Begin

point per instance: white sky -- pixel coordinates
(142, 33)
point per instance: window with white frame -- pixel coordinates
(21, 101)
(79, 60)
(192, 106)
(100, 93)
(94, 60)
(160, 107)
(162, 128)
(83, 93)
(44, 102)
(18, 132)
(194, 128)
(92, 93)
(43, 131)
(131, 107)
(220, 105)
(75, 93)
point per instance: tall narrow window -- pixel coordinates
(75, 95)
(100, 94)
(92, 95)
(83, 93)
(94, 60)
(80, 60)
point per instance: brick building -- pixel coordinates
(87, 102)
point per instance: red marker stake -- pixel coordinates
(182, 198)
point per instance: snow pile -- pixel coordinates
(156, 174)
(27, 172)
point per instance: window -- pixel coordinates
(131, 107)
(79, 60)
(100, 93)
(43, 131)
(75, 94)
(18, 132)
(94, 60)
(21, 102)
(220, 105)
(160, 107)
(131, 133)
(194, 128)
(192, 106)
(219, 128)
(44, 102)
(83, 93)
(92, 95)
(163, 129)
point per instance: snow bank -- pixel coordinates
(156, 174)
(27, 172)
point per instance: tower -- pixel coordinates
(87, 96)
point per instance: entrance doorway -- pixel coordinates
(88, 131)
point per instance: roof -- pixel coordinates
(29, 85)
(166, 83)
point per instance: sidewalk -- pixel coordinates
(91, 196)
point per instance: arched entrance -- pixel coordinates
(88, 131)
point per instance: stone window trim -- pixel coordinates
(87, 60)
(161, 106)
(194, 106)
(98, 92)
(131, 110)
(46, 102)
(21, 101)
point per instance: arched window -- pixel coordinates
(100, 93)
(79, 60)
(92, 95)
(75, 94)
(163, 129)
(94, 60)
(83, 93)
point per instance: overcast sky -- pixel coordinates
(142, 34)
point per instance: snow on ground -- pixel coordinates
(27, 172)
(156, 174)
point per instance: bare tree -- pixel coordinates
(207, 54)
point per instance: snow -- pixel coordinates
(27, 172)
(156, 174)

End

* _Job_
Quote, word for word, every line starting at the one that contains "point per instance: window with" and ending with the final line of the entries.

* _Written reply_
point per instance: window with white frame -- pixel coordinates
(21, 101)
(79, 60)
(192, 106)
(100, 93)
(94, 60)
(160, 107)
(162, 128)
(83, 93)
(44, 102)
(18, 132)
(194, 128)
(92, 93)
(43, 131)
(131, 107)
(220, 105)
(75, 93)
point per instance: tall narrow window -- pixel coordinates
(75, 95)
(100, 94)
(92, 95)
(83, 93)
(94, 60)
(80, 60)
point per instance: brick building -- pixel coordinates
(87, 102)
point per instance: red marker stake -- pixel coordinates
(182, 198)
point per instance: snow pile -- pixel coordinates
(156, 174)
(27, 172)
point per instance: window -- pixel coordinates
(131, 107)
(79, 60)
(100, 93)
(43, 131)
(75, 94)
(18, 132)
(94, 60)
(21, 102)
(220, 105)
(160, 107)
(131, 133)
(194, 128)
(192, 106)
(219, 128)
(44, 102)
(83, 93)
(92, 95)
(163, 129)
point per instance: snow bank -- pixel coordinates
(156, 174)
(27, 172)
point per instance: tower -- pixel coordinates
(87, 96)
point per instance: entrance doorway -- pixel coordinates
(88, 131)
point per instance: roof -- pixel coordinates
(29, 85)
(166, 83)
point per instance: sidewalk -- pixel coordinates
(91, 196)
point per instance: arched entrance -- pixel coordinates
(88, 131)
point per instance: stone window trim -- pixel coordinates
(87, 60)
(161, 106)
(194, 106)
(98, 92)
(131, 110)
(46, 102)
(21, 101)
point per instance: arched window -- pixel coordinates
(100, 93)
(79, 60)
(92, 95)
(75, 94)
(163, 129)
(94, 60)
(83, 93)
point per instance: overcast sky -- pixel coordinates
(142, 34)
point per instance: snow on ground -- pixel coordinates
(27, 172)
(156, 174)
point per instance: bare tree -- pixel coordinates
(207, 54)
point per instance: snow -- pixel coordinates
(27, 172)
(156, 174)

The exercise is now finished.